Output the lines of the records below verbatim, starting at the line with "of the purple" and continuing up to and including the final line of the records.

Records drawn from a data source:
*-*-*

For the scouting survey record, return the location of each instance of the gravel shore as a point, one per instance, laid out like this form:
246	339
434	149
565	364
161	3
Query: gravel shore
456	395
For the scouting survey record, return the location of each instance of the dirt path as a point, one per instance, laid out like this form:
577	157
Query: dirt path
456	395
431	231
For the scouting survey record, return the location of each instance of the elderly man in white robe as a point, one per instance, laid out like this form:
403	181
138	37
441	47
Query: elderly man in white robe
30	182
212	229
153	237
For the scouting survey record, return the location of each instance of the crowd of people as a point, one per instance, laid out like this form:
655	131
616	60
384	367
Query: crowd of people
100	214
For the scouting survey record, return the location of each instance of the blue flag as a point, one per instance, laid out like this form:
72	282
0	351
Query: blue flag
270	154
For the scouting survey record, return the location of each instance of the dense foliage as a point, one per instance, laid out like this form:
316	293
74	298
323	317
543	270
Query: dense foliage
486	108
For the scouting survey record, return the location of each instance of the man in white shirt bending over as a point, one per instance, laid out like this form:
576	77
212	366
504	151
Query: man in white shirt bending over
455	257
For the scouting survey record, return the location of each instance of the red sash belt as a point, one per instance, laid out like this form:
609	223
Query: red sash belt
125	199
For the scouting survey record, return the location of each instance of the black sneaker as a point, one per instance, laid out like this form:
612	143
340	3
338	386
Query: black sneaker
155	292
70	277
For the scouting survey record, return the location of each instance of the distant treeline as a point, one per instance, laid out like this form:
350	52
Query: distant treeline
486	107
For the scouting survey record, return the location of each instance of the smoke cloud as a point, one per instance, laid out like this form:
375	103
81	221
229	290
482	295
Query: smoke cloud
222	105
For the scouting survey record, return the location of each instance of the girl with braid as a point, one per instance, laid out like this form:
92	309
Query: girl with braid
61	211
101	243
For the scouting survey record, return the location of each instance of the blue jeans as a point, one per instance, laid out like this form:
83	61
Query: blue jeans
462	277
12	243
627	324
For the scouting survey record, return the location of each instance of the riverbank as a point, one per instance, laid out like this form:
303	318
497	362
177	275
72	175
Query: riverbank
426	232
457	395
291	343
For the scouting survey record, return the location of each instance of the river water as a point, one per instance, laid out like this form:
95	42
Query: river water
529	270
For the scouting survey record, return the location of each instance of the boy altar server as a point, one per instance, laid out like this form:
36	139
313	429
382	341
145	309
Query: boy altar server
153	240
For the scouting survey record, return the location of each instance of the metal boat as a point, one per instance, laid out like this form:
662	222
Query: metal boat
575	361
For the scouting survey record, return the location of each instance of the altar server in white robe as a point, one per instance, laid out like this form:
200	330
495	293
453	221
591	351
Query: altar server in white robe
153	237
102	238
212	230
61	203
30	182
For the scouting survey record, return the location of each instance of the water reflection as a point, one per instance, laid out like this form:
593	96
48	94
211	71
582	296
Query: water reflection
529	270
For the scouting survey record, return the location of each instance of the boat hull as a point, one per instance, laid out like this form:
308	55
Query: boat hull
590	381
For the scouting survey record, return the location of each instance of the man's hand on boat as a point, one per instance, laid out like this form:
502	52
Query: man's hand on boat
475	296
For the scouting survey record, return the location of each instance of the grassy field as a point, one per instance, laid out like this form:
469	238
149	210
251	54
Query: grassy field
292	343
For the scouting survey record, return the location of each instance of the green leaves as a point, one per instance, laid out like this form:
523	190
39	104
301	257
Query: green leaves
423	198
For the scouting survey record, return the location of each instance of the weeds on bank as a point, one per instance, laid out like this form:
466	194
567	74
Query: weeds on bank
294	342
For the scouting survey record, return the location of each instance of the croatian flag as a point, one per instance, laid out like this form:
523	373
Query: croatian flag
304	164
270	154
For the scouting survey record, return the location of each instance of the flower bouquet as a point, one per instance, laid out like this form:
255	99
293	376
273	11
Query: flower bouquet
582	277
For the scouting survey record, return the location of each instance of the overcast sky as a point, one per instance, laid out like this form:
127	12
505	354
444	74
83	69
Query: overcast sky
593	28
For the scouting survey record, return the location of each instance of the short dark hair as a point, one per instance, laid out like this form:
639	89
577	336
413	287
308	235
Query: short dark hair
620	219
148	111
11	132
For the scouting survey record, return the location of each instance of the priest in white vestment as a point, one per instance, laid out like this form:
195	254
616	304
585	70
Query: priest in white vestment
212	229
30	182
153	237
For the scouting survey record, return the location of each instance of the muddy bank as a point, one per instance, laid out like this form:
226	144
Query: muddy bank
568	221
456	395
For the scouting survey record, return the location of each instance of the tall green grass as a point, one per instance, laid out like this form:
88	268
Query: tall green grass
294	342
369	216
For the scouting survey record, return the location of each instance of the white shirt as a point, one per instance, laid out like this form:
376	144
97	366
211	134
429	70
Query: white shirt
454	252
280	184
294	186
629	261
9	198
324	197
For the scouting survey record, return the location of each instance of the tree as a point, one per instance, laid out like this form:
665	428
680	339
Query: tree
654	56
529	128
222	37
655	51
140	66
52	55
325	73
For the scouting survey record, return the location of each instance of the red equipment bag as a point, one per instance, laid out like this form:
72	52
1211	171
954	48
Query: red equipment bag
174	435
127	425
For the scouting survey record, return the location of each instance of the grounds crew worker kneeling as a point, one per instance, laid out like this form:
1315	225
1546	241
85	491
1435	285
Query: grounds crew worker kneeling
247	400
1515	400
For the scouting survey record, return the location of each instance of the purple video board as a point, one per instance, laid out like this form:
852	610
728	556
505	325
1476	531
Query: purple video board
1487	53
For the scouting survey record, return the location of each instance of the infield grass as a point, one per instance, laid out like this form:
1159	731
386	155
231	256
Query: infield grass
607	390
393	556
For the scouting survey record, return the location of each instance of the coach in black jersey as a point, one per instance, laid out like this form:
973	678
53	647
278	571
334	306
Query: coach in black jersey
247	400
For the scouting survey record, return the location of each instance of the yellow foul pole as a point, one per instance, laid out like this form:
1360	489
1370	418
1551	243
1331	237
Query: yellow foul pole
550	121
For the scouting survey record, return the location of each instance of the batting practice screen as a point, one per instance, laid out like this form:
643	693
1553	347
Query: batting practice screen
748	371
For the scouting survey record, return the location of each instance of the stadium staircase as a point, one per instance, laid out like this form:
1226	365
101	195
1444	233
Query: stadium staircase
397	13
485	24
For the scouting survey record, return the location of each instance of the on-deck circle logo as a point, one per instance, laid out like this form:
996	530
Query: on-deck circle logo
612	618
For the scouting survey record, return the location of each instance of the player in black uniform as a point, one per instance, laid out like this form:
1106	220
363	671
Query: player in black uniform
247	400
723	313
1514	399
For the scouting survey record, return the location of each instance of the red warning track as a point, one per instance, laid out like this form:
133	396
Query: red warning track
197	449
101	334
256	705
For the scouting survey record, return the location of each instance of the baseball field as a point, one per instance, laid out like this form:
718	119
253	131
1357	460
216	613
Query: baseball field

*-*-*

**RESULT FOR THIS TASK**
For the scouting survey record, return the location of each instance of the purple video board as a point, one per instance, laid out like this form:
852	610
728	556
505	325
1476	531
Query: purple video board
1487	53
For the scouting survey record, return the location of each instance of the infield grass as a point, one per instance, laid out like this form:
1159	731
386	155
231	256
Query: infield grass
607	390
393	556
For the scouting survey record, return the location of each instance of the coach in black jersey as a point, one per instance, laid out like this form:
973	678
53	647
278	571
334	306
Query: coach in black jersey
247	400
For the scouting survey record, return the location of each instance of the yellow foul pole as a point, one per instance, laid out like this form:
1360	489
1370	418
1551	243
1331	237
Query: yellow foul pole
550	121
For the scouting survey record, return the location of each instance of the batting practice screen as a point, one per instance, laid out like this form:
643	693
1553	347
Query: batting practice screen
748	371
For the scouting survey record, return the location of each instance of the stadium staircase as a point, one per instance, laid out like this form:
1226	365
101	195
1444	233
Query: stadium staircase
397	13
485	24
For the scouting survey record, return the location of each instance of the on-deck circle logo as a point, one per instance, laid out like this form:
996	530
Query: on-deck circle logo
612	618
For the scouting survey record, return the location of each instance of the player in black uniform as a point, one per instance, laid out like this form:
1106	220
363	671
Query: player in black uniform
247	400
723	313
1514	399
For the scouting survey record, return the location of each instance of the red warning track as a point, one per instance, laid out like this form:
133	396
Query: red warning track
197	449
101	334
256	705
For the scouting survey record, return the location of each instance of the baseball field as a point, one per instance, laid out like this form:
718	119
253	131
1357	460
216	613
Query: baseball field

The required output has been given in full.